→ **JOB**
Which lines of the listing below contain the string "tile" with its case matched exactly? Return every such line as it appears.

→ **Dataset entries**
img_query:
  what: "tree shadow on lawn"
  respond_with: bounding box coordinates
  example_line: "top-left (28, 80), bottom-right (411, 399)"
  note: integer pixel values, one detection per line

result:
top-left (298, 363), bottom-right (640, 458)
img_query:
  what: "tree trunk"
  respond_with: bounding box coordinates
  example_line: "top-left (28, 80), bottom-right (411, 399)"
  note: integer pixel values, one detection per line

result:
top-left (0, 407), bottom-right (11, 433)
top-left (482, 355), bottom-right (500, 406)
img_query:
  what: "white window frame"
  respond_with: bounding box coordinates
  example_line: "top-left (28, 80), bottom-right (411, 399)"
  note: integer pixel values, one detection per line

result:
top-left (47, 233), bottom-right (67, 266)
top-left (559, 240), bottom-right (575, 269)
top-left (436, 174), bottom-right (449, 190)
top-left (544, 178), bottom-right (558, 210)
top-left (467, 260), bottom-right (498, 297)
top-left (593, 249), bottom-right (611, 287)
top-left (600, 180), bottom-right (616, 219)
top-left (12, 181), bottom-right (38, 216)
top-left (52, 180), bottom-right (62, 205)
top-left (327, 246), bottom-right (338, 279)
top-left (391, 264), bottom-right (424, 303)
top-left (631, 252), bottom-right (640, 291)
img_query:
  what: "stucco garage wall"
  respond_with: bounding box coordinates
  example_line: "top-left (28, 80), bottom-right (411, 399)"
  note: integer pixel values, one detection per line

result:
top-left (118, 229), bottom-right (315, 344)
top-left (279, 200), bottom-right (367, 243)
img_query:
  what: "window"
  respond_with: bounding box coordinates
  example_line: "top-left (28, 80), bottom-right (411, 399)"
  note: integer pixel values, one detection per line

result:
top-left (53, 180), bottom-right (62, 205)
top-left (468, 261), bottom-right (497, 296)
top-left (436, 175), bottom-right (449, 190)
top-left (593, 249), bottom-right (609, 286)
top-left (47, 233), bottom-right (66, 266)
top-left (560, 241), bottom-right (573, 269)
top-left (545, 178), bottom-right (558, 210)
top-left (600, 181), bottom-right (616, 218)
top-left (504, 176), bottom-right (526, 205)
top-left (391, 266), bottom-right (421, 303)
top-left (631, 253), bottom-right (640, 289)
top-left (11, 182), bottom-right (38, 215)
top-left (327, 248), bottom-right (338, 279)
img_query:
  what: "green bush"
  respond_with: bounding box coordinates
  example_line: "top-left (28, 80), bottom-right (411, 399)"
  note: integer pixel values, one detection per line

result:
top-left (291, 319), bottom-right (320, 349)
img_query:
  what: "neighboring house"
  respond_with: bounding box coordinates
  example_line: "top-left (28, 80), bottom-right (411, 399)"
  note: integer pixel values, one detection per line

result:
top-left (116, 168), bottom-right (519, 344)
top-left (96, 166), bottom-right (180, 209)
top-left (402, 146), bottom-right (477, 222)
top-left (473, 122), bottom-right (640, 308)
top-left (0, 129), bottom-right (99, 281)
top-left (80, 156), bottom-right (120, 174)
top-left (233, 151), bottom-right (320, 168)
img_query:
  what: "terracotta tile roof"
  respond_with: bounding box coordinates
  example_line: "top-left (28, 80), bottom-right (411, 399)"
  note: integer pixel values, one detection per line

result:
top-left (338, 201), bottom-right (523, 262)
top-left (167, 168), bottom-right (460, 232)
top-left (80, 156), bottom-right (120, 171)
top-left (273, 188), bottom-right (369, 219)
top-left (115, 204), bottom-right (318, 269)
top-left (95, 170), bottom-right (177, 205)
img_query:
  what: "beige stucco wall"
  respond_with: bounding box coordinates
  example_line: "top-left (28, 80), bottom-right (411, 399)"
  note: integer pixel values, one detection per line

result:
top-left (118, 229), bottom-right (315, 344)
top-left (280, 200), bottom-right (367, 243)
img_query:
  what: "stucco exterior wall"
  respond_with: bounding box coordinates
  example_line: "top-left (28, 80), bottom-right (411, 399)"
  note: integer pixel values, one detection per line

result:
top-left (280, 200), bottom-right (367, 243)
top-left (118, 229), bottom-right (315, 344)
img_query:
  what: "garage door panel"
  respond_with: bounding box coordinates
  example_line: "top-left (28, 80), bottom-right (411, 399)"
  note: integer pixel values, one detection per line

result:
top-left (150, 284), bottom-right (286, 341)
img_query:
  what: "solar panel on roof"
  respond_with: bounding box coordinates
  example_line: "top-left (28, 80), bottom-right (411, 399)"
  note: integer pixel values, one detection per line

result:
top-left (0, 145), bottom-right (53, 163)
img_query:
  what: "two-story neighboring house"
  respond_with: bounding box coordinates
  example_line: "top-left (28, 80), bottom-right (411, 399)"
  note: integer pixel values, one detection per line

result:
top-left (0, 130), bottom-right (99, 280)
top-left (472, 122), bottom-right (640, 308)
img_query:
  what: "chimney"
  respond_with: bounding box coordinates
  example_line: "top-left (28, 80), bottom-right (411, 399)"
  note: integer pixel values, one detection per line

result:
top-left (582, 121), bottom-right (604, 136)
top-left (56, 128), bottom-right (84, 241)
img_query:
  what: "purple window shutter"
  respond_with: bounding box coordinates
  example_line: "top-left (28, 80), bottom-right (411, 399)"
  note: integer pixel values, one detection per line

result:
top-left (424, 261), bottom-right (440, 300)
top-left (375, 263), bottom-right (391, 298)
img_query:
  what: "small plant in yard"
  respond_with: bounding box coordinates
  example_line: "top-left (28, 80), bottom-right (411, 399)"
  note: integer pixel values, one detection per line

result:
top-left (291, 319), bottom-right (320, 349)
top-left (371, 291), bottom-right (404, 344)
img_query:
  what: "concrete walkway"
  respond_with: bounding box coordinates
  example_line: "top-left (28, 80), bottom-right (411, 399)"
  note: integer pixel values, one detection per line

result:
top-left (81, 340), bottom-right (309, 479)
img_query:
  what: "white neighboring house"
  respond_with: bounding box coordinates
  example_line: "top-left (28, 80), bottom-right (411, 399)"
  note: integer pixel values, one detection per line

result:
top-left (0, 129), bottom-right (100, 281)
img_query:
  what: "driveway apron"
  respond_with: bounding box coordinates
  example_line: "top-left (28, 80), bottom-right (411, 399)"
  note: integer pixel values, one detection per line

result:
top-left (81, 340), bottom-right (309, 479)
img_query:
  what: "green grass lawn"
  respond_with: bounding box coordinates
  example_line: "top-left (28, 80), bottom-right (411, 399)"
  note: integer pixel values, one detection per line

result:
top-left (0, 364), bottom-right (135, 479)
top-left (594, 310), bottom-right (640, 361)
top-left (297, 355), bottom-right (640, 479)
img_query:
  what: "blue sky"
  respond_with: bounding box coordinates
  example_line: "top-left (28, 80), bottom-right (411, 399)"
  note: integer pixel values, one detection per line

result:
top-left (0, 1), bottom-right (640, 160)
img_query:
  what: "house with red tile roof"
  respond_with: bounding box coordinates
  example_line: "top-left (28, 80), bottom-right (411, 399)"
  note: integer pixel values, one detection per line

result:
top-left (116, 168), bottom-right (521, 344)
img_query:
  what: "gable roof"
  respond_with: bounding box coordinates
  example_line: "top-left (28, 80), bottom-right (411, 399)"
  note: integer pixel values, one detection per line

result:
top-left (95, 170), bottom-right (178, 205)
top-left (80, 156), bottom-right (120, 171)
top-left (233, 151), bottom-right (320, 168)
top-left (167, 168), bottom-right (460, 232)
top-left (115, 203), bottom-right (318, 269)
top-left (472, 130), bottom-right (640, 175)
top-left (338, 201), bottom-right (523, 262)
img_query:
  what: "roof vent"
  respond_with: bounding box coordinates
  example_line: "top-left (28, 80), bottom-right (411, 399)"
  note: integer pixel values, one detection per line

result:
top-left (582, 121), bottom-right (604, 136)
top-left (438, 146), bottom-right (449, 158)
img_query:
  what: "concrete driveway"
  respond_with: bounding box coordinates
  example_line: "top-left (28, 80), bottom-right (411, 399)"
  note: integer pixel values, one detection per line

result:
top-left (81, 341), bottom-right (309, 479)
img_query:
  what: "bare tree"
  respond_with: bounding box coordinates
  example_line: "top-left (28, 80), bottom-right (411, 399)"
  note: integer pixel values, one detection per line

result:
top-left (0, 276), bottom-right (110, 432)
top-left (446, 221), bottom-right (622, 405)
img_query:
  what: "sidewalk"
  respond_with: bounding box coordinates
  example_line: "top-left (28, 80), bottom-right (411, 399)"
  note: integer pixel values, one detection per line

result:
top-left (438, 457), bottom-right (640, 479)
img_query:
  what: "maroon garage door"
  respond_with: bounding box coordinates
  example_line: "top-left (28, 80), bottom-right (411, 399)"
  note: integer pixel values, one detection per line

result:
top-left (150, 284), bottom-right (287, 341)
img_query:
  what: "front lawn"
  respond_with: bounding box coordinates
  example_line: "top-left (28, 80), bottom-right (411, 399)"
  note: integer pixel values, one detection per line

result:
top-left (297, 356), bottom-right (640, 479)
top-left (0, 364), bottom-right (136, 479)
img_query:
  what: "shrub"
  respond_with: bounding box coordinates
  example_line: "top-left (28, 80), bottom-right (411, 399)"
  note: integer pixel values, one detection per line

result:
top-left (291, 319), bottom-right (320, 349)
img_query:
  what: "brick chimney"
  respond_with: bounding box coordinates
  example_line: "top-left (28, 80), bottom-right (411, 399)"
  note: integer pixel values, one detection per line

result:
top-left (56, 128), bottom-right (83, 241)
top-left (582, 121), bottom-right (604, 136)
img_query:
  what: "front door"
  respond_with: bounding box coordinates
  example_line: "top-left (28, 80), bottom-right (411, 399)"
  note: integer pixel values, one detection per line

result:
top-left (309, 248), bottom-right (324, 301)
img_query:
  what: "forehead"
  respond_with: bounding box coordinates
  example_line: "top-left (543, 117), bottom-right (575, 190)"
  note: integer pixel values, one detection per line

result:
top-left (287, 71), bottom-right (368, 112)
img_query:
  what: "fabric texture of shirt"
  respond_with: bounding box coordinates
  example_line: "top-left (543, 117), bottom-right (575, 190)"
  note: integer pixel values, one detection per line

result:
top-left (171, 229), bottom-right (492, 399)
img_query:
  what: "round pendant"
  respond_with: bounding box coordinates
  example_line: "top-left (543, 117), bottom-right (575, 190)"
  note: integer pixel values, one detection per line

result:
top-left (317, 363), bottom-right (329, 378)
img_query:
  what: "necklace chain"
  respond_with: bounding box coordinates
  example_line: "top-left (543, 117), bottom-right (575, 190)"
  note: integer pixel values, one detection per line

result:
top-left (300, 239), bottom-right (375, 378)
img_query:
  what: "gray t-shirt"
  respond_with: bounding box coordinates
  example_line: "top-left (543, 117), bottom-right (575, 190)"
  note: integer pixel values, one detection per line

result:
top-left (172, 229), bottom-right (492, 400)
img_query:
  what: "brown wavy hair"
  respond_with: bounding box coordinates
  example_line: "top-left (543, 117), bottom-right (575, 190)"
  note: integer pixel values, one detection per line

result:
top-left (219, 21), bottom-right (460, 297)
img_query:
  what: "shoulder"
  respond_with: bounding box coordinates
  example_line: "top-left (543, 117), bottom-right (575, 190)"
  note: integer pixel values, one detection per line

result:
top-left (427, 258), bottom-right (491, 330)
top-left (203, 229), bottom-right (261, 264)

→ **SOLUTION TO THIS TASK**
  what: "terracotta tile roof"
  what: "house with red tile roof"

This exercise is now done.